◆ **Data supplied**
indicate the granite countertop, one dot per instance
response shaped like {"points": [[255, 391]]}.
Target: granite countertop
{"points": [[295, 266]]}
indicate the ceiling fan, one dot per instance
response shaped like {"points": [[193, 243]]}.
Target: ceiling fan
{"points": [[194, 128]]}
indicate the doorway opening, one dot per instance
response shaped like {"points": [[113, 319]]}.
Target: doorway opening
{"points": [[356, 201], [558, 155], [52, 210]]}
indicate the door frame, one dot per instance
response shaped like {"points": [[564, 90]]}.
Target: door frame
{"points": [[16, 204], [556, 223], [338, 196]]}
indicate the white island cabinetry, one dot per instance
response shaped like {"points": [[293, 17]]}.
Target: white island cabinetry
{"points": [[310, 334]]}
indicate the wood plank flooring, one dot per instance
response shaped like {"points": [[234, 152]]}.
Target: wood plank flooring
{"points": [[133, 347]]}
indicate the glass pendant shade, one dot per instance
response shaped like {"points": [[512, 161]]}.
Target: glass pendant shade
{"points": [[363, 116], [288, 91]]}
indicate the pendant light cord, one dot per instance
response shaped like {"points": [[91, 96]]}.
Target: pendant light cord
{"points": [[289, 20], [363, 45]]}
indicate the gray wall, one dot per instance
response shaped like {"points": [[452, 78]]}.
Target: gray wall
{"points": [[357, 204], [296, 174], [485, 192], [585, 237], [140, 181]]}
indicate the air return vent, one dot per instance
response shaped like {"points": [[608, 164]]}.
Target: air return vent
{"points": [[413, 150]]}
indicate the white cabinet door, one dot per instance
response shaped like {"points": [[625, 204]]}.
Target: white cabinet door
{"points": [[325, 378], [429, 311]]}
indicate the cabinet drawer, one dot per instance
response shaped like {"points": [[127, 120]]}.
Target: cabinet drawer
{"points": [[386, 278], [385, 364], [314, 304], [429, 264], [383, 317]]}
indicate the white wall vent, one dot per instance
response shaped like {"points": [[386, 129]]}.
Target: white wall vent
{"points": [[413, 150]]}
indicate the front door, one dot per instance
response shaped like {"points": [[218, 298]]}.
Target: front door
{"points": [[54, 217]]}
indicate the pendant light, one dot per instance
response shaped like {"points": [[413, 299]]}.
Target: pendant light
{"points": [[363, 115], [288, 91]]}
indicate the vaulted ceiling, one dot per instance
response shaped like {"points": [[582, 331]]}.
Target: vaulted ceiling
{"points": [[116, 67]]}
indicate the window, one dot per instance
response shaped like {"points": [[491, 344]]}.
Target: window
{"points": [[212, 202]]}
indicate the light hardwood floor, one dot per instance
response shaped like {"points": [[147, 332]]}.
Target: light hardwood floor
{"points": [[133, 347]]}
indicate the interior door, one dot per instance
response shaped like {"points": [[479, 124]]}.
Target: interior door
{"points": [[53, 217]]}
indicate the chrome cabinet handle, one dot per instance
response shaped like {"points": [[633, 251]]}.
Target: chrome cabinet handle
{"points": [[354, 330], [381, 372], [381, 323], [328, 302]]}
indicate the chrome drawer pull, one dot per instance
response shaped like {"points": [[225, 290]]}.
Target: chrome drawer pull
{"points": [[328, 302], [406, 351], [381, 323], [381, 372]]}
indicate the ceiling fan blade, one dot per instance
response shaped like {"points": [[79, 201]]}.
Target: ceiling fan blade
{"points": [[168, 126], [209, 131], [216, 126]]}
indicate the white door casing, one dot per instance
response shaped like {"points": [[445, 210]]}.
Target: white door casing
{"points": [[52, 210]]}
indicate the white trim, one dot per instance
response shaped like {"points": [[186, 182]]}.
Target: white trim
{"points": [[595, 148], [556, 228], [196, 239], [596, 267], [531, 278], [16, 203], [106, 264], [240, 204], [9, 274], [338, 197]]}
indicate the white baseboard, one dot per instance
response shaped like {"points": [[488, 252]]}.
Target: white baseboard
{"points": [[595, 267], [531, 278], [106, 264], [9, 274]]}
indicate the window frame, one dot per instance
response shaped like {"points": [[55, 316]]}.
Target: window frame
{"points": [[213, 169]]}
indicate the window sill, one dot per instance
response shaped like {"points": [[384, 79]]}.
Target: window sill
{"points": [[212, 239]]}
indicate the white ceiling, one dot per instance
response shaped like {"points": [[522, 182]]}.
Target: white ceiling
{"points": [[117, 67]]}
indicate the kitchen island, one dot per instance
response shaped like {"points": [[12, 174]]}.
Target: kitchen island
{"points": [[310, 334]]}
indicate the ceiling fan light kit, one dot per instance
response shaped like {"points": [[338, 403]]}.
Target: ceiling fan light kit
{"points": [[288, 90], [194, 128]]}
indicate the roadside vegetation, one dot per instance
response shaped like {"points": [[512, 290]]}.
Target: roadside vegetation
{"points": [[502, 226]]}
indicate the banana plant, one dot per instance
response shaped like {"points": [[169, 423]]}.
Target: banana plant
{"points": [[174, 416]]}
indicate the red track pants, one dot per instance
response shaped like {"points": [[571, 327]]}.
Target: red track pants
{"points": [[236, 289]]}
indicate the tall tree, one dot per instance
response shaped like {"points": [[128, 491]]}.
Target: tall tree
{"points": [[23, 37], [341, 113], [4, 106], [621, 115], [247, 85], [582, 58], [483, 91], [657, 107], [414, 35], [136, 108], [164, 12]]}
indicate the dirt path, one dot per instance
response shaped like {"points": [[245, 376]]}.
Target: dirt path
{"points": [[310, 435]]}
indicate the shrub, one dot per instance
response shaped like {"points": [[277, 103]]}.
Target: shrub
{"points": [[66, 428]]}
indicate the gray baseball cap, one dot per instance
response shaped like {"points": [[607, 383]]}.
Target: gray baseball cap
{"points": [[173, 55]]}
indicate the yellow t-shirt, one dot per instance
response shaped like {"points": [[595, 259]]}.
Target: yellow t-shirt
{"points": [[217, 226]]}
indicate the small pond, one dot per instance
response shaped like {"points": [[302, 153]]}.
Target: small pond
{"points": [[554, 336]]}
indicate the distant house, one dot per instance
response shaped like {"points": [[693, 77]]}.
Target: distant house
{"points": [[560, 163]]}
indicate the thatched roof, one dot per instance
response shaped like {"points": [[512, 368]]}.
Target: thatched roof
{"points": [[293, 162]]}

◆ **Set problem**
Give back exactly the lines that run from the line with "indicate the yellow" through the close of the material, counting both ends, and nothing more.

◆ **Task output**
indicate the yellow t-shirt, one dot per instance
response shaped like {"points": [[595, 259]]}.
Target: yellow t-shirt
{"points": [[217, 226]]}
indicate the small pond, one dot per instance
response shaped like {"points": [[302, 153]]}.
Target: small pond
{"points": [[554, 336]]}
indicate the distant house, one dot per instance
response shaped like {"points": [[693, 77]]}.
Target: distant house
{"points": [[560, 163]]}
indicate the thatched roof, one dot per instance
response shaped like {"points": [[512, 368]]}.
Target: thatched roof
{"points": [[293, 162]]}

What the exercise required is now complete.